* [Extrait]:
+ + +

Il s’agit d’une pratique bien rodée. Usée même, tant elle est utilisée dès
l’instant où une situation politique se tend : la menace du chaos. On s’en
souvient, notamment, en 2005 quand une victoire du non au référendum sur le
traité constitutionnel européen devait, nous assurait-on, plonger la France et
l’Europe dans un véritable enfer. Aujourd’hui, ce sont les sept plaies d’Égypte
qui sont à deux doigts de s’abattre sur les Français si après le 49.3 sur le
PLFSS, une motion de censure devait être adoptée. Jusqu’à cet ultimatum de
l’article 16 de la Constitution, auquel pourrait recourir Emmanuel Macron
pour « assurer la continuité de l’État ».
Bien évidemment, dans la bouche des éditorialistes bon teint, les
irresponsables ce sont d’abord « ces élus du Nouveau Front
populaire » qui refuseraient de tenir compte de l’intérêt
supérieur du pays et seraient prêts à ouvrir les portes de l’enfer. Il faut
bien rappeler cependant que Michel Barnier est un premier ministre à la
légitimité pour le moins limitée. Nommé par un président de la République
minoritaire, issu d’une formation ultraminoritaire…
Le seul aspect majoritaire de ce gouvernement est le rejet de la politique
qu’il veut mettre en œuvre. Pour l’imposer et se sauver, Michel Barnier
n’hésite pas. Il négocie en direct avec le Rassemblement national pour rendre
encore plus dure la vie des plus fragiles en réduisant l’aide médicale d’État.

+ + +

* [Contenu des données]:
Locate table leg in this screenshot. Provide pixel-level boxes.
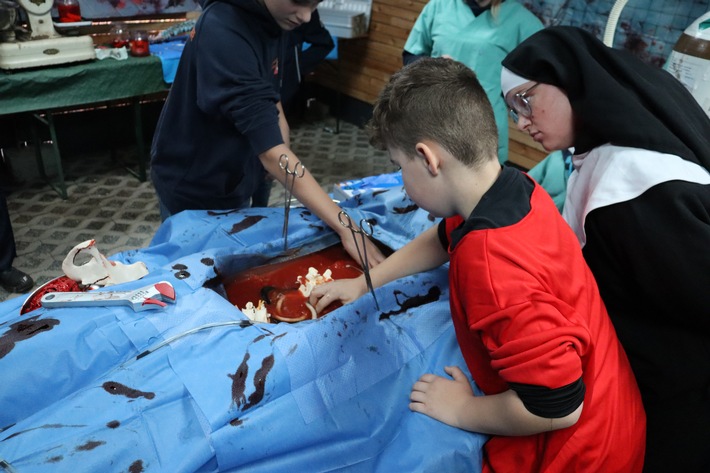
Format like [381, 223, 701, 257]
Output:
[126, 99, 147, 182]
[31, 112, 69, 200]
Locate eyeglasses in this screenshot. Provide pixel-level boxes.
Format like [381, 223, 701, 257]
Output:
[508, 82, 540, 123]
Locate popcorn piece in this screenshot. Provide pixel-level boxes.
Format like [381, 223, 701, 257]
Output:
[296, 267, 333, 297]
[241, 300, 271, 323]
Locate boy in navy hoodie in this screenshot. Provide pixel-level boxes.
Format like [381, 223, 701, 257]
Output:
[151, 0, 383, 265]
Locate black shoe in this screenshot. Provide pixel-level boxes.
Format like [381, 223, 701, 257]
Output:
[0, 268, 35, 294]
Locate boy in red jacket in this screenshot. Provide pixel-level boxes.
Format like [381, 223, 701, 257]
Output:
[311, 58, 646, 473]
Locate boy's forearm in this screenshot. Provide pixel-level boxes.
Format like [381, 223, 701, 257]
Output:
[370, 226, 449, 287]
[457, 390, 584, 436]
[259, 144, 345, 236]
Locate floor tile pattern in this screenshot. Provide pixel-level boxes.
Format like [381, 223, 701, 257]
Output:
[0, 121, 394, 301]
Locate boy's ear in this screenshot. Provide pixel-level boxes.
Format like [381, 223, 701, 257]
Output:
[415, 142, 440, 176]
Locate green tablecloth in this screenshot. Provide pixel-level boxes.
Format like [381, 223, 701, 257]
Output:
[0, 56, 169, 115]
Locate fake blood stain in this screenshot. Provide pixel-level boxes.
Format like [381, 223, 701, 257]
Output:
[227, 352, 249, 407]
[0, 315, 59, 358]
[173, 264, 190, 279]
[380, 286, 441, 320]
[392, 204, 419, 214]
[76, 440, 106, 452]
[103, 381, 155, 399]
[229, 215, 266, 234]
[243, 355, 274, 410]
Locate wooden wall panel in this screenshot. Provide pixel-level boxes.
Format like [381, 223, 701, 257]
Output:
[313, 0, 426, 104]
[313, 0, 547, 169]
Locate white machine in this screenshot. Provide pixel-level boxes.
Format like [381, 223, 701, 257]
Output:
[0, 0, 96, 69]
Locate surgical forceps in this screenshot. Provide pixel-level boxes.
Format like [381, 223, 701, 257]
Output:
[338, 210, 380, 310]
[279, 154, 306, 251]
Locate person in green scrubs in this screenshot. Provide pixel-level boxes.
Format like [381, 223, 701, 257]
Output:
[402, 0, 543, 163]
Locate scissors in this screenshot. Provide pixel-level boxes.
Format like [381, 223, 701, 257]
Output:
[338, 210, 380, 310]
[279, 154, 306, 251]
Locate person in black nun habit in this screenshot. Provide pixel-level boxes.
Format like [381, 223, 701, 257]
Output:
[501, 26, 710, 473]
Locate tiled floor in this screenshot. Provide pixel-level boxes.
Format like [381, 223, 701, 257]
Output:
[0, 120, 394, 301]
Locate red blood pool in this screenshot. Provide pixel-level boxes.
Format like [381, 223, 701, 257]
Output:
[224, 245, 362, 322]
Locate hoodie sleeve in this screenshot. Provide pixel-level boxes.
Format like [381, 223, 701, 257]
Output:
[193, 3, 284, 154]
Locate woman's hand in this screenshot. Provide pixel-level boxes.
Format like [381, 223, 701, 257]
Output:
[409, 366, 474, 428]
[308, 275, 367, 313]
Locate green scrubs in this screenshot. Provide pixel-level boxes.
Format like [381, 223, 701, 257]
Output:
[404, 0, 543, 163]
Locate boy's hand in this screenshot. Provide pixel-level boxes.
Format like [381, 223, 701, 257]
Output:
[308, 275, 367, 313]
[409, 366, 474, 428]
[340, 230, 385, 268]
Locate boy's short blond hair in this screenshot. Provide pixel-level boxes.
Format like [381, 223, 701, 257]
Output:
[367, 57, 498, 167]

+ + +

* [Consigne]:
Poursuivez l'extrait sur la menace du chaos brandie contre une censure du gouvernement Barnier, en reprenant après sa dernière phrase.

* [Réponse attendue]:
Un brevet d’humanité qui ne lui garantit pourtant pas la bienveillance du camp
lepéniste, qui en veut toujours plus.
Accuser la censure de générer le chaos, c’est regarder le doigt qui montre
la lune. C’est refuser d’admettre que la raison pour laquelle nous sommes dans
une telle situation relève de la responsabilité de l’exécutif. En refusant
de prendre en compte le vote des Français, en préférant les petites manœuvres
politiciennes, Emmanuel Macron a définitivement plombé le cadre institutionnel
d’une Ve République déjà démocratiquement à bout de souffle.
Reste en bout de course un fait irréfutable : la censure est légitime car
le pouvoir ne l’est plus.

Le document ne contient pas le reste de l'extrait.